[Records taken from a data source]
◆ ◆ ◆ ◆ ◆

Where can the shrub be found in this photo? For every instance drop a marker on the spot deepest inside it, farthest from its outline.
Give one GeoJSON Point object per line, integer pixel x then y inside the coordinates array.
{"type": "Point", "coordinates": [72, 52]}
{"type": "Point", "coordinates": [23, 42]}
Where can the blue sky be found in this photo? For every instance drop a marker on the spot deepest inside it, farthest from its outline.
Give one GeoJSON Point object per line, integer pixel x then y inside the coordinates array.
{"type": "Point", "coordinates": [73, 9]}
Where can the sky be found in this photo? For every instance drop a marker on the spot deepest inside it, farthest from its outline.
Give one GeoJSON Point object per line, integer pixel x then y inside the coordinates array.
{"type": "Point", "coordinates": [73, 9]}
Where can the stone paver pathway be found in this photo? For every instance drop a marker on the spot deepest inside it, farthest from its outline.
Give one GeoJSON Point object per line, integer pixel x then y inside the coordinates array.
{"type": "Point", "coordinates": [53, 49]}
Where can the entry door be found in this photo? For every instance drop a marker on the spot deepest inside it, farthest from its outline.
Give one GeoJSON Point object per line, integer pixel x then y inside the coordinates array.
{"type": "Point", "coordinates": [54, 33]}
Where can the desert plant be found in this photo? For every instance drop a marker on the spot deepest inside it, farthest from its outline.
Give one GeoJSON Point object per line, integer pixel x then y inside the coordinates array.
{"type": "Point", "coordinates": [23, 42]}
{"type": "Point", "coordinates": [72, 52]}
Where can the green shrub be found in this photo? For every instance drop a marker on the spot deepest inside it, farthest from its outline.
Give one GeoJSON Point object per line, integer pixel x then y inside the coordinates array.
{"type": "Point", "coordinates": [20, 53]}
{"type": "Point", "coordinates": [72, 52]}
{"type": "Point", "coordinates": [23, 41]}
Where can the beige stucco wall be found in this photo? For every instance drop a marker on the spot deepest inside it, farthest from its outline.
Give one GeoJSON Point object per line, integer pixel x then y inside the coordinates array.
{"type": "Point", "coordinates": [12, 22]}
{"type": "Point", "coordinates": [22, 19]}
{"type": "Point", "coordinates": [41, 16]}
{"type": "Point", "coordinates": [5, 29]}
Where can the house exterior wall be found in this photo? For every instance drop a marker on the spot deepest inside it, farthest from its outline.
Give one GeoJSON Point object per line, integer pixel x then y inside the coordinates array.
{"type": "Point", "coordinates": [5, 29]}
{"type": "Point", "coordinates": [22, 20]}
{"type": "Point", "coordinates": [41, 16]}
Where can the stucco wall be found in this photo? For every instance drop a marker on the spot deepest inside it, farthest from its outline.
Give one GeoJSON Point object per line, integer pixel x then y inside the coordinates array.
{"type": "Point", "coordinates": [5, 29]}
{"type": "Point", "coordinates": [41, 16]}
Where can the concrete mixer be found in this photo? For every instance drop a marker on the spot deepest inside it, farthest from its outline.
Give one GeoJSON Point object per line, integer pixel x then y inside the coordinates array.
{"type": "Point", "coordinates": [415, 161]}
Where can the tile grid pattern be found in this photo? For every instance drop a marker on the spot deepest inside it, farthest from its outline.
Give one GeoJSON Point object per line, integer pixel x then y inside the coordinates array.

◆ ◆ ◆ ◆ ◆

Reproduce all of the records above verbatim, line for line.

Where can the shrub be found in this photo? For every instance drop a marker on the spot deepest inside it, farthest from its outline.
Give one GeoJSON Point object per line, integer pixel x then y inside the coordinates array.
{"type": "Point", "coordinates": [72, 52]}
{"type": "Point", "coordinates": [23, 42]}
Where can the blue sky be found in this photo? For every instance drop a marker on the spot deepest inside it, farthest from its outline.
Give one GeoJSON Point object per line, integer pixel x then y inside the coordinates array.
{"type": "Point", "coordinates": [73, 9]}
Where can the sky be found in this photo? For every instance drop a marker on the spot deepest inside it, farthest from its outline.
Give one GeoJSON Point object per line, integer pixel x then y inside the coordinates array.
{"type": "Point", "coordinates": [73, 9]}
Where can the stone paver pathway be found in this photo? For every instance drop a marker on the spot deepest inside it, farthest from its outline.
Give one GeoJSON Point object per line, integer pixel x then y inside the coordinates array.
{"type": "Point", "coordinates": [53, 49]}
Where can the entry door be found in this photo? For every instance drop a marker on the spot deepest inside it, farthest from its outline.
Give one GeoJSON Point object per line, integer pixel x then y inside the coordinates array.
{"type": "Point", "coordinates": [54, 33]}
Where can the desert plant be found in this photo? For every instance drop a marker on the spot deepest inside it, farthest from its outline.
Give one GeoJSON Point object per line, integer pixel x then y inside the coordinates array.
{"type": "Point", "coordinates": [23, 42]}
{"type": "Point", "coordinates": [72, 52]}
Where can the green shrub be found in this photo? For every instance drop a marker on the spot deepest inside it, farthest from its outline.
Give one GeoJSON Point object per line, integer pixel x then y inside the coordinates array.
{"type": "Point", "coordinates": [20, 53]}
{"type": "Point", "coordinates": [72, 52]}
{"type": "Point", "coordinates": [23, 41]}
Where can the beige stucco wall be found in this photo? For every instance drop a marker on the spot deepest inside it, farthest from its outline.
Give one GeoJSON Point object per line, integer pixel x then y inside the coordinates array.
{"type": "Point", "coordinates": [12, 22]}
{"type": "Point", "coordinates": [22, 19]}
{"type": "Point", "coordinates": [41, 16]}
{"type": "Point", "coordinates": [5, 29]}
Where can the house exterior wall be found in this photo? For every instance drop a marker on the spot deepest inside it, farthest from its outline.
Give one GeoJSON Point object per line, integer pixel x then y inside the coordinates array.
{"type": "Point", "coordinates": [5, 29]}
{"type": "Point", "coordinates": [22, 20]}
{"type": "Point", "coordinates": [41, 16]}
Where can the stucco wall be found in this photo? For every instance drop a marker on the spot deepest inside it, farthest from its outline.
Give one GeoJSON Point object per line, integer pixel x then y inside the coordinates array.
{"type": "Point", "coordinates": [5, 29]}
{"type": "Point", "coordinates": [41, 16]}
Where can the concrete mixer be found in this photo? For every instance drop a marker on the spot deepest inside it, farthest from its outline.
Give one GeoJSON Point object per line, integer pixel x then y inside the coordinates array.
{"type": "Point", "coordinates": [415, 161]}
Where can the tile grid pattern be found in this photo? For every instance drop a marker on the spot deepest inside it, farthest from its outline.
Give one GeoJSON Point object per line, integer pixel x then y inside the coordinates array.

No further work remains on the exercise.